TEXT PASSAGE
(begin)
Competitive lifesaving looks a lot like swimming ... until it doesn’t. Here’s a look inside one of the world’s most bizarre sports.
The first thing you will notice at a competitive lifesaving meet are the dummies.
Bright orange, they lurk at the far end of the pool, lying in wait until they can be reached and rescued by the swimmers. Known in the parlance of the sport as manikins, they may be inanimate, but they’re the main characters: These are the titular lives that need to be saved. Actual liveliness notwithstanding.
And if you have any questions, well, the second thing you will notice at a lifesaving meet is how difficult it is to ask for a good one. Because no matter how thoughtful—how reasonable the premise—any question about this sport sounds a little bit absurd.
Just how long have you been lifesaving? (“I’ve been lifesaving since I was a kid” sounds a tad weird, sure, but so does “I decided to try lifesaving two years ago.”) What did you think of the lifesaving out there today? (What did you think of the lifesaving out there today?!?) Or if you want to push the envelope a little: So … have you ever tried to save an actual life? (Fair, but: Come on.)
These are basic questions to ask of an athlete. But they’re awkwardly wrapped in the language of mortality: There’s simply no getting around the word “lifesaving” and all the weighty, existential baggage that comes with it. There’s a forcefulness here that’s absent from a term like “lifeguarding”—a similar concept, maybe, but a different connotation.
Yet for all the grand, important life-and-death spectacle that it implies: A competitive lifesaving competition looks quite a bit like a typical swim meet. Yes, there’s the manikin, which will be either carried on its own or towed with a rescue tube, depending on the event. There might be some flippers involved. (These are “fins” in lifesaving terms.) But to watch lifesaving in a pool is to watch something that looks very much like swimming, until it doesn’t.
(end)
DATASET RECORDS
(begin)
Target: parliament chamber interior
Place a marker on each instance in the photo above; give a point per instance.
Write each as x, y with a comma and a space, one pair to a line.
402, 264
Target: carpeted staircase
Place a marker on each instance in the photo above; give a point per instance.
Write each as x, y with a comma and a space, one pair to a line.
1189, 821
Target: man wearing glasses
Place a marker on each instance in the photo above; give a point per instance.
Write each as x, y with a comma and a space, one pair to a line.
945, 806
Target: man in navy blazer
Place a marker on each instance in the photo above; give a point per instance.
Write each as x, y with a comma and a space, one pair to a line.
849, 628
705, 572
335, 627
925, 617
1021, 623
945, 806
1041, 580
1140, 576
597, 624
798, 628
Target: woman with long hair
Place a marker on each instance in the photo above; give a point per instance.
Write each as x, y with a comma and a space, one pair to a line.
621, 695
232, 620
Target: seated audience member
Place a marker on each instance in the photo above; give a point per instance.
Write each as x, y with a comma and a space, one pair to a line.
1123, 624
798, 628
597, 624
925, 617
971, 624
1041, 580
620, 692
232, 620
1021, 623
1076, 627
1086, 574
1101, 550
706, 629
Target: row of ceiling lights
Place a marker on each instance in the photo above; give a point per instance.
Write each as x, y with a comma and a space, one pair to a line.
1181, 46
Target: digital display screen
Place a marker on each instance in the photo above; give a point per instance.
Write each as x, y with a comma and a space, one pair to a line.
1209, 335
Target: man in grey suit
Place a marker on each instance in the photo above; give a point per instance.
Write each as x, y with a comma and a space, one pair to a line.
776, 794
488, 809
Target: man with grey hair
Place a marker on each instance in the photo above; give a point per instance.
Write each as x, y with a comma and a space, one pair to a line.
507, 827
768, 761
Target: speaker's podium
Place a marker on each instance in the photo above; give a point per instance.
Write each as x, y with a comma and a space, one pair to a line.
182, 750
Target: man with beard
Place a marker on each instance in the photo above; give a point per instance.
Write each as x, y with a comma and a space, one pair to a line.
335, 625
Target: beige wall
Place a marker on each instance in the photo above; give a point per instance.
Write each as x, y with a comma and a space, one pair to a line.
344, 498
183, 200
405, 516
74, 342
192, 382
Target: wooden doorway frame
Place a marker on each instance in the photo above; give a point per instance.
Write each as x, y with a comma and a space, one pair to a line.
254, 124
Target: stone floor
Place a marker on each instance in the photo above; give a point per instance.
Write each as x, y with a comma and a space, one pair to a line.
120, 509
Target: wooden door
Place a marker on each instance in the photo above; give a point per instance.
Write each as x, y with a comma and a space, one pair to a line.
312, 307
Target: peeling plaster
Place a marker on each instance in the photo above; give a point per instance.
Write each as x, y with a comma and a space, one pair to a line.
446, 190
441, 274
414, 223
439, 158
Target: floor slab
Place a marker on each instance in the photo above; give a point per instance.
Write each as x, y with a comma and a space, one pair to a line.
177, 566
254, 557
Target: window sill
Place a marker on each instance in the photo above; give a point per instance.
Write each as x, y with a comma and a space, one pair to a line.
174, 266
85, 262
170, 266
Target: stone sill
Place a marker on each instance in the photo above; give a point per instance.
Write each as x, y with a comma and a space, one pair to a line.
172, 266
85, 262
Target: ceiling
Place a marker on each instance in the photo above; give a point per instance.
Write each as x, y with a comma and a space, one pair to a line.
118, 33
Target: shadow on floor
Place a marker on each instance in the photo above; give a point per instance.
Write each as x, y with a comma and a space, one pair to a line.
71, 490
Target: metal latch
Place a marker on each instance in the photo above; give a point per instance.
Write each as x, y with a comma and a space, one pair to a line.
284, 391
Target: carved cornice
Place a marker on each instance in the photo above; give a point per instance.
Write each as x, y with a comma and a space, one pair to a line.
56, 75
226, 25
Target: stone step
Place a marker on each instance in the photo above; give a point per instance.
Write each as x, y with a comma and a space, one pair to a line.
(end)
WRITTEN TASKS
1. In the passage on competitive lifesaving, what name does the sport use for the bright orange dummies?
2. Reproduce as a numbered list, omitting blank lines, the part of the entries that opens with the line containing "Target: carved cornice" and closes with the last line of the entries.

RESULTS OF THE TASKS
1. Manikins

2.
1. Target: carved cornice
2. Place a marker on each instance in the photo above; give a point per instance.
3. Write each as x, y with a comma and a space, one pair to a line.
4. 56, 75
5. 226, 25
6. Target: stone step
7. Place a marker on each instance in the photo above; give a point per instance.
8. Write each as x, y with a comma and a space, one pair to a line.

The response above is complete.